:: Selected extract ::

About a week ago Saturday, I could not put any weight on my right ankle because of excruciating pain. I could barely hobble to the bathroom with the aid of a cane. And descending the stairs was only accomplished the way a one-year-old does it: on my backside, taking steps one-at-a-time. The cause of the pain was a mystery. I could not recall any trauma or misstep that might have resulted in this apparent damage. The foot and ankle seemed swollen, but not blown-out like a purple grapefruit - as usually happens with an injury sprain.
I stayed immobile and fairly agitated most of Saturday. Convinced that something was broken, I showed up at the doctors office on Monday hoping to get it X-rayed. After examining the pictures, the doctor said he could see no bone fracture. He believed the problem is Gout.
"Gout? Isn't that what fat old men who drink too much beer?" I scowled.
"Yes. So what is your question ....?"
Naturally, I got a lecture about my unhealthy eating and drinking habits and lack of exercise. But also a prescription for a steroid (Prednisone) to quell the inflammation.
"Steroids? Hmm, will this help my batting average?" I wondered.
"Definitely, and if I were you I would get over to Fenway Park. They need some help."
The drugs seem to be working, so am getting back to normal. I mowed the lawn a few days ago without any painful after-effects. Last Friday, I attended the monthly retirees lunch with my old Northeastern Univ. cronies. When they observed me nursing a light beer, I was subjected to a hearty round of mockery. I protested that one should not drink alcohol when one is taking drugs.

:: Data shown ::
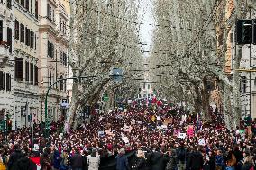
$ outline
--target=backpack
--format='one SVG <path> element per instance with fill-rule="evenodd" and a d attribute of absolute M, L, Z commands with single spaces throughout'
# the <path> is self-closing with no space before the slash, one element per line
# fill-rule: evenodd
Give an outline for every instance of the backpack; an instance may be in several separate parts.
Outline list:
<path fill-rule="evenodd" d="M 186 160 L 186 149 L 181 148 L 178 150 L 178 160 L 181 162 L 185 162 Z"/>
<path fill-rule="evenodd" d="M 170 157 L 169 161 L 166 164 L 165 170 L 174 170 L 175 169 L 175 159 L 174 157 Z"/>

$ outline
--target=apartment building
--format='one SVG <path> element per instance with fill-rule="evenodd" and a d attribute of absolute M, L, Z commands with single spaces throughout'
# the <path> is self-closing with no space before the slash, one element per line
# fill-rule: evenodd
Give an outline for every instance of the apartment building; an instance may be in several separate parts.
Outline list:
<path fill-rule="evenodd" d="M 14 13 L 13 0 L 0 1 L 0 120 L 14 112 Z"/>
<path fill-rule="evenodd" d="M 68 13 L 60 0 L 0 0 L 0 120 L 13 130 L 44 121 L 47 90 L 50 121 L 67 108 Z"/>

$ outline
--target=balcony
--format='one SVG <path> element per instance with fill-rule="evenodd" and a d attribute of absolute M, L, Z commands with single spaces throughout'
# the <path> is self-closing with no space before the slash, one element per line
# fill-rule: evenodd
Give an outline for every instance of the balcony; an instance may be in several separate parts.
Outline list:
<path fill-rule="evenodd" d="M 9 46 L 6 42 L 0 42 L 0 67 L 10 58 Z"/>

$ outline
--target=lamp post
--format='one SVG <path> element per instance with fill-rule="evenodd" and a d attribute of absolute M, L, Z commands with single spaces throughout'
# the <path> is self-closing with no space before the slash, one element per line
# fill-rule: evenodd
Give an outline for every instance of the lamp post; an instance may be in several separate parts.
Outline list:
<path fill-rule="evenodd" d="M 44 112 L 45 112 L 45 138 L 47 138 L 49 136 L 49 130 L 50 130 L 50 119 L 48 118 L 48 107 L 47 107 L 47 103 L 48 103 L 48 95 L 50 93 L 50 90 L 52 88 L 52 86 L 54 86 L 57 83 L 63 81 L 63 80 L 76 80 L 76 81 L 79 81 L 81 79 L 89 79 L 89 78 L 97 78 L 97 77 L 110 77 L 113 81 L 114 82 L 120 82 L 122 81 L 123 78 L 123 70 L 119 69 L 119 68 L 113 68 L 113 70 L 110 72 L 109 75 L 107 76 L 79 76 L 79 77 L 70 77 L 70 78 L 62 78 L 62 79 L 59 79 L 56 82 L 54 82 L 53 84 L 51 84 L 49 87 L 48 90 L 45 94 L 45 100 L 44 100 Z"/>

:: Required work ::
1. Please answer these questions about the gout account, one line each, marked (a), (b), (c):
(a) What steroid did the doctor prescribe?
(b) Where did the doctor tell the writer to go?
(c) What was the writer drinking at the retirees lunch?
2. Rewrite the part of the gout account that begins at the words "I stayed immobile" and stops after "quell the inflammation.", swapping "Prednisone" for "cortisone".
3. Write the next part of the gout account, picking up after its last sentence.

:: Responses to the tasks ::
1.
(a) Prednisone
(b) Fenway Park
(c) A light beer

2.
I stayed immobile and fairly agitated most of Saturday. Convinced that something was broken, I showed up at the doctors office on Monday hoping to get it X-rayed. After examining the pictures, the doctor said he could see no bone fracture. He believed the problem is Gout.
"Gout? Isn't that what fat old men who drink too much beer?" I scowled.
"Yes. So what is your question ....?"
Naturally, I got a lecture about my unhealthy eating and drinking habits and lack of exercise. But also a prescription for a steroid (cortisone) to quell the inflammation.

3.
Jack, who is about my age and shares a fondness for fermented barley and malt, told me that he has had a number of close encounters with gout for years, and has, at times, been so debilitated that he has needed a wheelchair or crutches to get around. When I asked how he controls it, he replied without equivocation that he now has it completely under control. He takes a drug 2 pills a day which flushes his system, and he is never bothered by it anymore. He even washes the pills down with beer. He calls Budweiser "The Beverage of the Gods." Well, who am I to argue with such overwhelming expert medical testimony? I ordered another bud.
Lest the reader think I am too glib for my own good, let me assure you that I take this assault on my mobility very seriously. The ability to go up and down stairs is taken for granted until suddenly you find yourself incapacitated. Perhaps it is time for a change in diet and lifestyle. As they say, the sight of the guillotine sharpens the thinking.
Or, is it the drugs?
3 comments:
Steroids huh? Do you like two raisins with your cereal?
Each to his own taste. You should see my bat.
Maybe you need to start jogging down the street to drink beer with Larry?